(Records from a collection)
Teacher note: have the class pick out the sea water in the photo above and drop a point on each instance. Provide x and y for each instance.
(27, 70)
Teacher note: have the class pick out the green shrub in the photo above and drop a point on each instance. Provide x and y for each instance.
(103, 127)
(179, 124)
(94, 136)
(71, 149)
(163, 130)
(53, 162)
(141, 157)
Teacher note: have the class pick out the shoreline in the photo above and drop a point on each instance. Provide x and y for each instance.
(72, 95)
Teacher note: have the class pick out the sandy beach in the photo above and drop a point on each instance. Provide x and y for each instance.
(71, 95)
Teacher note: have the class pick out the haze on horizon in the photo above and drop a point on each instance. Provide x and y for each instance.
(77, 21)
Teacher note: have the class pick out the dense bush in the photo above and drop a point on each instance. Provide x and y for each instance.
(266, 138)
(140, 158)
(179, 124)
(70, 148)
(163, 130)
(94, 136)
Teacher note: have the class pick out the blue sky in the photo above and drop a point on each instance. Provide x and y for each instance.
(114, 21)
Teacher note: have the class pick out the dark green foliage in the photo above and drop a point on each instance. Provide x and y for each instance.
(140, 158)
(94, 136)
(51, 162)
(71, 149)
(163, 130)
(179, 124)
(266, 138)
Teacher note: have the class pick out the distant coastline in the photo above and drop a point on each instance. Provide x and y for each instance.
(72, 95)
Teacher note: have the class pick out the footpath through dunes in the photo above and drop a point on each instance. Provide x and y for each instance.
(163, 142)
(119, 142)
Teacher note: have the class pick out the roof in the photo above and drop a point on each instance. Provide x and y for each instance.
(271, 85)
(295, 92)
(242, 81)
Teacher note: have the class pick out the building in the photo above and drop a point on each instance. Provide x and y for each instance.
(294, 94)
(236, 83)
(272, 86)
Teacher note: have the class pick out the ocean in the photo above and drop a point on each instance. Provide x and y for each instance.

TASK DIRECTIONS
Repeat word for word the lines running from the line containing "Teacher note: have the class pick out the distant" to the end of the entries above, inclusive.

RESULT
Teacher note: have the class pick out the distant coastline in the photo above and drop a point on each instance. Provide x and y for each instance.
(72, 95)
Teacher note: have the class pick out the footpath through dunes in the photo above and drop a point on each instance. Provide x and y for each instance.
(163, 142)
(119, 142)
Teacher note: have the class pick out the roof in the photo above and drop a point on each instance. Provide x and y for each instance.
(271, 85)
(295, 92)
(242, 81)
Teacher note: have the class pick out the building in the photo above and drop a point on each instance. Provide x and y for each instance.
(294, 94)
(236, 83)
(272, 86)
Teacher note: have the class pick out the ocean in the photo above and drop a point on each instance. Provide x and y for each instance.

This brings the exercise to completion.